Start Source excerpt

From 5ea72a90261552ed5fdca35239feb6cba498301e Mon Sep 17 00:00:00 2001
From: Vineet Gupta <vgupta@synopsys.com>
Date: Sun, 27 Oct 2013 14:49:02 +0530
Subject: ARC: [SMP] TLB flush

- Add mm_cpumask setting (aggregating only, unlike some other arches)
  used to restrict the TLB flush cross-calling

- cross-calling versions of TLB flush routines (thanks to Noam)

Signed-off-by: Noam Camus <noamc@ezchip.com>
Signed-off-by: Vineet Gupta <vgupta@synopsys.com>
---
 arch/arc/include/asm/mmu_context.h | 17 ++++++++-
 arch/arc/include/asm/tlbflush.h    | 11 ++++--
 arch/arc/kernel/smp.c              |  1 +
 arch/arc/mm/tlb.c                  | 73 ++++++++++++++++++++++++++++++++++++++
 4 files changed, 99 insertions(+), 3 deletions(-)

diff --git a/arch/arc/include/asm/mmu_context.h b/arch/arc/include/asm/mmu_context.h
index 45f06f566b02..1fd467ef658f 100644
--- a/arch/arc/include/asm/mmu_context.h
+++ b/arch/arc/include/asm/mmu_context.h
@@ -80,7 +80,7 @@ static inline void get_new_mmu_context(struct mm_struct *mm)

End Source excerpt

*Objectives:*
1. Based on the ARC TLB flush patch, state whether each statement is accurate, answering yes or no and quoting the deciding words: (a) The patch modifies four files. (b) The mm_cpumask setting works the same way as on other architectures. (c) The patch is dated 2013.
2. Reproduce every line of the shape boundary entries below without any change.

Start Given information

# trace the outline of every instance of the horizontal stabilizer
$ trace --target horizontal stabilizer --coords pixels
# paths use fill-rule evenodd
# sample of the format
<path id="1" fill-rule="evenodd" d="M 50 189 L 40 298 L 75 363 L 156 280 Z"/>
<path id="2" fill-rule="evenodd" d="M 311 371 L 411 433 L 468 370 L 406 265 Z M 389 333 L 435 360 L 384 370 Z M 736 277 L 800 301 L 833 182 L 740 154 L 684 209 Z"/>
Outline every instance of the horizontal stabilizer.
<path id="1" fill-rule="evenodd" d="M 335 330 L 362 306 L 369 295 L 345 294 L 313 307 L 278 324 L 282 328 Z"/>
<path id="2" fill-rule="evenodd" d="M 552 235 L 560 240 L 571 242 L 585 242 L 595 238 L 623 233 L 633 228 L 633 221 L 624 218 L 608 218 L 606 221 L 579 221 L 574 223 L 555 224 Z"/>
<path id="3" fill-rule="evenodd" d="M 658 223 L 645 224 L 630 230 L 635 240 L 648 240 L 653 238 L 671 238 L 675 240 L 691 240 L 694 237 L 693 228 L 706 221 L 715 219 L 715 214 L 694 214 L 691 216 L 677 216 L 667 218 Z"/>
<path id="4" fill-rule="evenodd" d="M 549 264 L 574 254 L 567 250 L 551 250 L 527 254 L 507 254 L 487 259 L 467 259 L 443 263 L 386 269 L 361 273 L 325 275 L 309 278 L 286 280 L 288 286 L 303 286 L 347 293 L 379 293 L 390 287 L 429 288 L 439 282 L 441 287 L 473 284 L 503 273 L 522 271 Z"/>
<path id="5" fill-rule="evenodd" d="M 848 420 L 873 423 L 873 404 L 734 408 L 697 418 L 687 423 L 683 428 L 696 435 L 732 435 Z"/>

End Given information

*Solution list:*
1.
(a) Yes: "4 files changed, 99 insertions(+), 3 deletions(-)"
(b) No: "aggregating only, unlike some other arches"
(c) Yes: "Date: Sun, 27 Oct 2013 14:49:02 +0530"

2.
# trace the outline of every instance of the horizontal stabilizer
$ trace --target horizontal stabilizer --coords pixels
# paths use fill-rule evenodd
# sample of the format
<path id="1" fill-rule="evenodd" d="M 50 189 L 40 298 L 75 363 L 156 280 Z"/>
<path id="2" fill-rule="evenodd" d="M 311 371 L 411 433 L 468 370 L 406 265 Z M 389 333 L 435 360 L 384 370 Z M 736 277 L 800 301 L 833 182 L 740 154 L 684 209 Z"/>
Outline every instance of the horizontal stabilizer.
<path id="1" fill-rule="evenodd" d="M 335 330 L 362 306 L 369 295 L 345 294 L 313 307 L 278 324 L 282 328 Z"/>
<path id="2" fill-rule="evenodd" d="M 552 235 L 560 240 L 571 242 L 585 242 L 595 238 L 623 233 L 633 228 L 633 221 L 624 218 L 608 218 L 606 221 L 579 221 L 574 223 L 555 224 Z"/>
<path id="3" fill-rule="evenodd" d="M 658 223 L 645 224 L 630 230 L 635 240 L 648 240 L 653 238 L 671 238 L 675 240 L 691 240 L 694 237 L 693 228 L 706 221 L 715 219 L 715 214 L 694 214 L 691 216 L 677 216 L 667 218 Z"/>
<path id="4" fill-rule="evenodd" d="M 549 264 L 574 254 L 567 250 L 551 250 L 527 254 L 507 254 L 487 259 L 467 259 L 443 263 L 386 269 L 361 273 L 325 275 L 309 278 L 286 280 L 288 286 L 303 286 L 347 293 L 379 293 L 390 287 L 429 288 L 439 282 L 441 287 L 473 284 L 503 273 L 522 271 Z"/>
<path id="5" fill-rule="evenodd" d="M 848 420 L 873 423 L 873 404 L 734 408 L 697 418 L 687 423 L 683 428 L 696 435 L 732 435 Z"/>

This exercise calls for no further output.